3 piwa od upadku? Pijackie ekscesy Grealisha, w tle wielkie marki i pieniądze. "Ludzie to kochają"

3 piwa od upadku? Pijackie ekscesy Grealisha, w tle wielkie marki i pieniądze. "Ludzie to kochają"
Mark Cosgrove/News Images/SIPA USA/PressFocus
Jack Grealish nieustannie przypomina piłkarza, którego od wizerunkowej wtopy dzielą dwa, ewentualnie trzy piwa. Trzeba mu jednak oddać, że uroczo balansuje na linie. Gdyby był drugim degeneratem w stylu Paula Gascoigne’a, nie stałyby obok niego Puma, Gucci i inne marki, a Pep Guardiola nie traktowałby go jak pupila klasy. Ten sezon należy do niego. I nie zamierza chować tego przed światem.
Nie jest z nim tak źle. Wbrew temu, co mówią ludzie, Grealish zdążył przebrać się już trzy razy. Odkąd wygrał Ligę Mistrzów, ma na sobie oddech tysięcy gapiów z telefonem w ręku - nic dziwnego, że sieć zalana jest pijackimi filmikami od stanu euforii do delirium. Historia jak Kyle Walker wyprowadza go z hotelu na Ibizie, a ludzie na lotnisku proponują wózek inwalidzki średnio pasuje do idola młodzieży. Z drugiej strony: widzowie to kochają. Grealish zyskuje autentycznością, brakiem kalkulacji i tym, że po prostu celebruje zasłużony sukces. Czy byłoby lepiej, gdyby siedział w domu?

ZADANIA -
**a)** Odpowiedz krótko na pytania do artykułu o Grealishu:
(i) Jakie dwie marki wymieniono z nazwy jako stojące obok niego?
(ii) Kto wyprowadza go z hotelu na Ibizie?
(iii) Co proponują mu ludzie na lotnisku?
**b)** Przytocz dosłownie fragment artykułu o Grealishu, zaczynając od słów "Mark Cosgrove/News Images/SIPA" i kończąc na słowach "tego przed światem.".
**c)** Dopisz dalszy ciąg artykułu o Grealishu, zaczynając od miejsca po jego ostatnim zdaniu.
Rekordy pochodzą z innego źródła niż artykuł.

PODANE REKORDY -
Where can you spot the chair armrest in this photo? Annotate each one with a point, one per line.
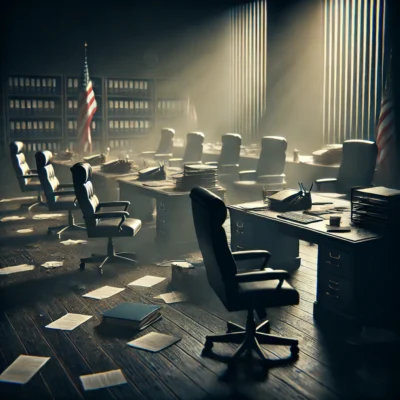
(65, 185)
(252, 255)
(257, 276)
(248, 175)
(64, 193)
(112, 214)
(30, 176)
(126, 204)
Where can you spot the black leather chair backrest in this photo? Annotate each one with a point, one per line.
(358, 164)
(230, 152)
(47, 177)
(209, 215)
(273, 156)
(166, 142)
(19, 163)
(88, 201)
(194, 147)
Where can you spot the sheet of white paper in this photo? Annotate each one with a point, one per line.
(47, 216)
(71, 242)
(53, 264)
(17, 199)
(27, 230)
(103, 293)
(23, 369)
(172, 297)
(11, 218)
(147, 281)
(15, 269)
(154, 342)
(69, 321)
(103, 380)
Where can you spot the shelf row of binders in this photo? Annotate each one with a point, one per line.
(30, 84)
(39, 129)
(33, 107)
(36, 107)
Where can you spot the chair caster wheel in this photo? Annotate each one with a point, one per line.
(208, 345)
(294, 350)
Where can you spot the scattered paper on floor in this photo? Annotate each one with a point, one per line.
(172, 297)
(11, 218)
(71, 242)
(47, 216)
(147, 281)
(23, 369)
(16, 268)
(53, 264)
(69, 322)
(103, 380)
(154, 342)
(27, 230)
(103, 293)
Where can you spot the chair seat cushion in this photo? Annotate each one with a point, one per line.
(63, 203)
(265, 293)
(33, 185)
(109, 227)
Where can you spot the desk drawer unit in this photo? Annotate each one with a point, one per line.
(335, 261)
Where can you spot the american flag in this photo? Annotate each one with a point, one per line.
(386, 130)
(86, 109)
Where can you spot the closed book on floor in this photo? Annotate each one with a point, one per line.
(134, 315)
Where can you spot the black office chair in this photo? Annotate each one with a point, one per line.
(269, 173)
(58, 199)
(27, 178)
(193, 151)
(228, 162)
(102, 223)
(357, 168)
(165, 146)
(251, 291)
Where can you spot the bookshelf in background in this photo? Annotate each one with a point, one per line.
(35, 111)
(72, 91)
(129, 111)
(3, 136)
(170, 106)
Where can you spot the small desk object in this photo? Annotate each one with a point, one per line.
(174, 220)
(347, 261)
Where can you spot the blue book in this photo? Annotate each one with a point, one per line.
(135, 315)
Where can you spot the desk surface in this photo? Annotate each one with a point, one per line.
(315, 229)
(166, 187)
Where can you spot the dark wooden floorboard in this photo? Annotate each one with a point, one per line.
(326, 368)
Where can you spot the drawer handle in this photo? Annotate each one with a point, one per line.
(334, 257)
(332, 295)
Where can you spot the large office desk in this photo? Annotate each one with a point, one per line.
(347, 262)
(174, 221)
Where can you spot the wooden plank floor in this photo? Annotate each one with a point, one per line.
(327, 368)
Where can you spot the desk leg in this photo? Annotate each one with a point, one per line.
(251, 233)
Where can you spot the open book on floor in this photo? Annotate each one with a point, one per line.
(137, 316)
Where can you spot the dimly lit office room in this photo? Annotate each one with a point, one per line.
(199, 200)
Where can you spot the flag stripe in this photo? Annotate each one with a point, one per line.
(86, 109)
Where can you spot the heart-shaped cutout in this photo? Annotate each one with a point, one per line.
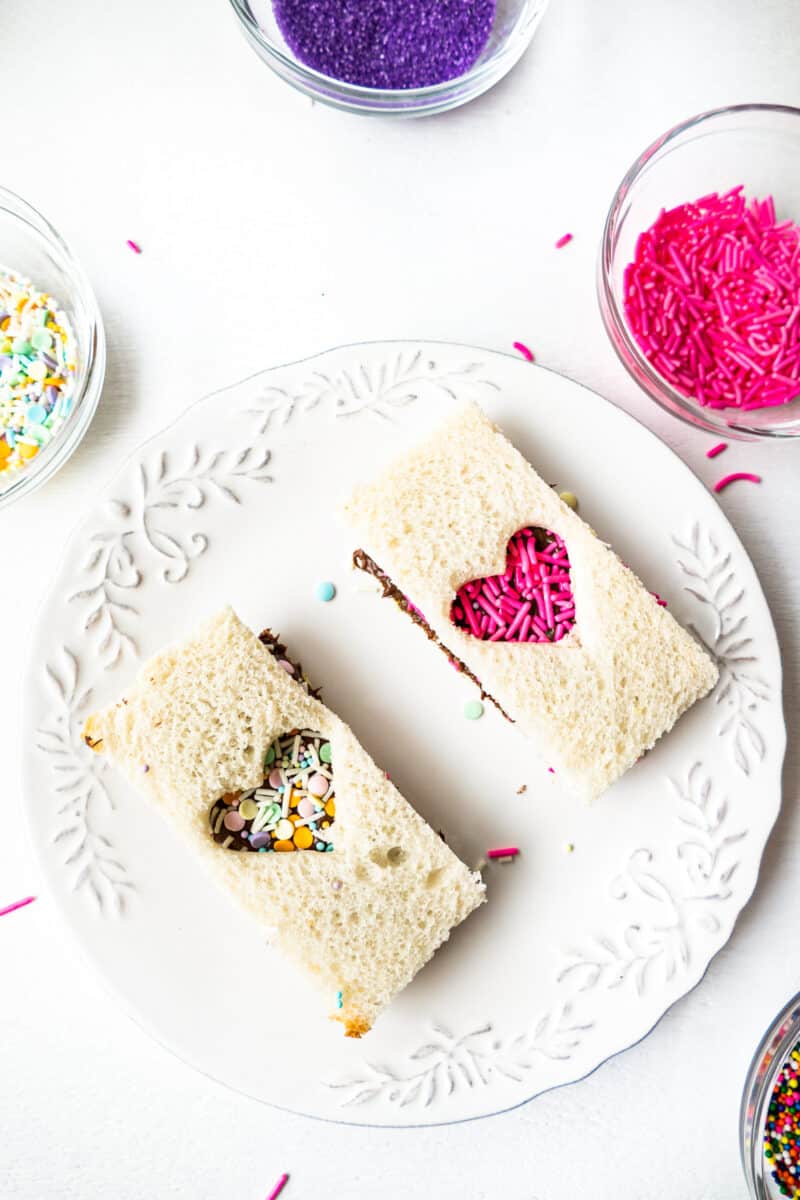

UDZIELONE ODPOWIEDZI -
**a)**
(i) Puma i Gucci.
(ii) Kyle Walker.
(iii) Wózek inwalidzki.

**b)**
Mark Cosgrove/News Images/SIPA USA/PressFocus
Jack Grealish nieustannie przypomina piłkarza, którego od wizerunkowej wtopy dzielą dwa, ewentualnie trzy piwa. Trzeba mu jednak oddać, że uroczo balansuje na linie. Gdyby był drugim degeneratem w stylu Paula Gascoigne’a, nie stałyby obok niego Puma, Gucci i inne marki, a Pep Guardiola nie traktowałby go jak pupila klasy. Ten sezon należy do niego. I nie zamierza chować tego przed światem.

**c)**
Dalsza część tekstu pod wideo
Internet zrobił z tego globalnego Big Brothera. Jest nawet profil na Twitterze “Drunk Jack Grealish”, gdzie w każdej chwili możemy przeżyć to jeszcze raz. Najpierw widzimy piłkarza Manchesteru City z Heinekenem w dłoni, jak idzie przez mixed-zone w rytmach grupy Fleetwood Mac. Zaraz potem śpiewa o 8 rano z Haalandem na placu w Stambule. Wytacza się z samolotu w Manchesterze. Odhacza trip na Ibizę. Na końcu oczywiście wraca, by zaliczyć poniedziałkową fetę, a w międzyczasie jedzie tramwajem i prosi Bernardo Silvę, by ten nie odchodził z Manchesteru City. Cała odyseja zamknięta w 72 godzinach. I ciągle końca nie widać.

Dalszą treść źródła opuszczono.